*Your objective*. Copy out every line of the records that contains the word "beside". Case counts.
---------------
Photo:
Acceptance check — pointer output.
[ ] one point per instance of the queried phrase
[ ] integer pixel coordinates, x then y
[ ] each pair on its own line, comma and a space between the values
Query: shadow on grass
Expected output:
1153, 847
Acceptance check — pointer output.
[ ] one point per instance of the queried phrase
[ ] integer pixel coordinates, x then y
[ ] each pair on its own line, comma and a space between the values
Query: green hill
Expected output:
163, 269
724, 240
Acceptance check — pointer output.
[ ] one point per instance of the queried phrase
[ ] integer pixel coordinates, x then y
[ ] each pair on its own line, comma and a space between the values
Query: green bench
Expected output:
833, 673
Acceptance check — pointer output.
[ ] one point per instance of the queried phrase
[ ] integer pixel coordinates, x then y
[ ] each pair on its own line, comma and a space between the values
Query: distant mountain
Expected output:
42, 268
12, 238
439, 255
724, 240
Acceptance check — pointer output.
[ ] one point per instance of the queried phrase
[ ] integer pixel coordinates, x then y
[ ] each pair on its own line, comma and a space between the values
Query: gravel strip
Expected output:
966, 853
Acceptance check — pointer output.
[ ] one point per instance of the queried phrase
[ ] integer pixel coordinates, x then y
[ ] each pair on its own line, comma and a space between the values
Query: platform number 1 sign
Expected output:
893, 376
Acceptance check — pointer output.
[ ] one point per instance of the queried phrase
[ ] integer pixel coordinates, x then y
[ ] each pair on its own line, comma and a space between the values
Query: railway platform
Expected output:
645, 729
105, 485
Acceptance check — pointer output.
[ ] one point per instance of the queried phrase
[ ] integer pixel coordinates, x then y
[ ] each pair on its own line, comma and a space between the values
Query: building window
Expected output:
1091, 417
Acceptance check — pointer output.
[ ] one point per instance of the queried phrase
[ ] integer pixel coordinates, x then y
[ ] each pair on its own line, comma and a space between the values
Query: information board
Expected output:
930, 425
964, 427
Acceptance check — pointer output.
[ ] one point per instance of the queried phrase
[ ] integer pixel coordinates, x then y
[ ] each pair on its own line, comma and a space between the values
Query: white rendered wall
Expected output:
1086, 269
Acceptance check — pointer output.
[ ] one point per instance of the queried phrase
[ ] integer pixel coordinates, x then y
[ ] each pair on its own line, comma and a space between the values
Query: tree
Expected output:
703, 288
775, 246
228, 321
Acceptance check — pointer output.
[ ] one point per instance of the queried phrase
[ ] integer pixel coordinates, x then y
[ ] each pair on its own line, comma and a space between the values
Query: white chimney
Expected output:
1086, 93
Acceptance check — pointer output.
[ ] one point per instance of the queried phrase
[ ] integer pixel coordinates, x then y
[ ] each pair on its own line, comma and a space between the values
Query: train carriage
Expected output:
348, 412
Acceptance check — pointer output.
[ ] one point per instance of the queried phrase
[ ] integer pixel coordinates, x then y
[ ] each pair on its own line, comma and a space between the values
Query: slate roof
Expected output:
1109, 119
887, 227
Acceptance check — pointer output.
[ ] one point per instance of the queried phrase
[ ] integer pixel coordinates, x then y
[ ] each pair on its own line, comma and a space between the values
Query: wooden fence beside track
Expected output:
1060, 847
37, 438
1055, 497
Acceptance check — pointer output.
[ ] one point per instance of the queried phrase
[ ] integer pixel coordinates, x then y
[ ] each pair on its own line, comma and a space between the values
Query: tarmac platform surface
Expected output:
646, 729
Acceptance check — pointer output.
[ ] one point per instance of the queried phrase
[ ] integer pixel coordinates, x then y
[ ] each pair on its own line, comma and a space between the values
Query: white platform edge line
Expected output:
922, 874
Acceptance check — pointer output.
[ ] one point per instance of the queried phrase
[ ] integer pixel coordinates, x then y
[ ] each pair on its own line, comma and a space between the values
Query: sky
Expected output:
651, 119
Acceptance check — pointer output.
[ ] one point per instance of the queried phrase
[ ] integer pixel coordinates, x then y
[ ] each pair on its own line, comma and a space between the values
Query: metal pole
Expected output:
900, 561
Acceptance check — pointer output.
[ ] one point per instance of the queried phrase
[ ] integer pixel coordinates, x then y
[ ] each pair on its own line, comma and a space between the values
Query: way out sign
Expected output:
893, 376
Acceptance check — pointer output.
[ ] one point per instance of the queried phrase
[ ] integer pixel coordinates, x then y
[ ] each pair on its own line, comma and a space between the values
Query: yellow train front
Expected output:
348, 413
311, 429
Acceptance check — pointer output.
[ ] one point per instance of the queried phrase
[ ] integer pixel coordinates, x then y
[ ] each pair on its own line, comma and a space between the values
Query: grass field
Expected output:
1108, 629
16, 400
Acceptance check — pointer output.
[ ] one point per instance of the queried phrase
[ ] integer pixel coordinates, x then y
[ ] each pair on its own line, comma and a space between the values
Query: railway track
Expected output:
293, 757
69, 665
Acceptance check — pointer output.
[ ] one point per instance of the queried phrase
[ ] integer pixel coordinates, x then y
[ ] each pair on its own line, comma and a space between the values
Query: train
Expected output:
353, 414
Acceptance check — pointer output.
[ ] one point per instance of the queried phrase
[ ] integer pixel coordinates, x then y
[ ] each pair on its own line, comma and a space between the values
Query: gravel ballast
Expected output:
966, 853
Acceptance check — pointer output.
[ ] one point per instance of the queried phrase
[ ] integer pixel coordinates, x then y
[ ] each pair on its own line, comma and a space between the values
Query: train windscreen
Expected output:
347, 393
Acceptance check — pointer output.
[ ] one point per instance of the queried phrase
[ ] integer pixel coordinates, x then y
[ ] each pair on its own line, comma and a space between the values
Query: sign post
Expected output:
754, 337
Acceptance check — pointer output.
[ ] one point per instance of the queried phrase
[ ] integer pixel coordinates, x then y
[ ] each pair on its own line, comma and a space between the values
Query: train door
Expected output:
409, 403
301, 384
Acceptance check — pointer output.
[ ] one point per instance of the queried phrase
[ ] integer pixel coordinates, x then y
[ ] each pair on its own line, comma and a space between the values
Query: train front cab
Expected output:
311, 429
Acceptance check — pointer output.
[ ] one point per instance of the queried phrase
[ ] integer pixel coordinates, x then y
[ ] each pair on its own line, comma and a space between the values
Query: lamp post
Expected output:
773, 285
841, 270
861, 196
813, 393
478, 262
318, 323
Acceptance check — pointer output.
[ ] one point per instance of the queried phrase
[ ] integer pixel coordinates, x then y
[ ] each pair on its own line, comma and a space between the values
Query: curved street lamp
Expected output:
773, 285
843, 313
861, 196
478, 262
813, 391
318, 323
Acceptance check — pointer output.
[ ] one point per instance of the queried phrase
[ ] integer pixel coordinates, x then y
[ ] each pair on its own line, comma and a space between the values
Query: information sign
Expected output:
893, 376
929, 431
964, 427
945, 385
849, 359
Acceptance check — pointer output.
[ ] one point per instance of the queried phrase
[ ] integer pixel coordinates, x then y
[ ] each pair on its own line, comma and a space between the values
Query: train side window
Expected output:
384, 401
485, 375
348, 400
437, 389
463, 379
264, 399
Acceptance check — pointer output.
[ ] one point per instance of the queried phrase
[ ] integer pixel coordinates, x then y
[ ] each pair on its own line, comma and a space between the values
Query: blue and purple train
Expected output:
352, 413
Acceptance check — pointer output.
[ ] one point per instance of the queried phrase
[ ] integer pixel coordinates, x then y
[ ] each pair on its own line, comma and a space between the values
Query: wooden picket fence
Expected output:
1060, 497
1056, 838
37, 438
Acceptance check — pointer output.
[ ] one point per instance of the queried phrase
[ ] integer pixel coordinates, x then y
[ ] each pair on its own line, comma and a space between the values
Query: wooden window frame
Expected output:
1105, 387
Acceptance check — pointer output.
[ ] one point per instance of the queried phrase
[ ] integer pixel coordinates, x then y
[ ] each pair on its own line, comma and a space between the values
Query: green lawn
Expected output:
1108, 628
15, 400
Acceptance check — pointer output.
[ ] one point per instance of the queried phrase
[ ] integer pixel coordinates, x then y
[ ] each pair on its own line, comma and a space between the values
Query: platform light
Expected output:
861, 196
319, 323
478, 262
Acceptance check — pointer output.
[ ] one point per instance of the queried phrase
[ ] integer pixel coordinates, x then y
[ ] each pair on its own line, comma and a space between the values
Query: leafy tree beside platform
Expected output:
---------------
*Solved exercise*.
Query: wooden fence beside track
Query: leafy tree beside platform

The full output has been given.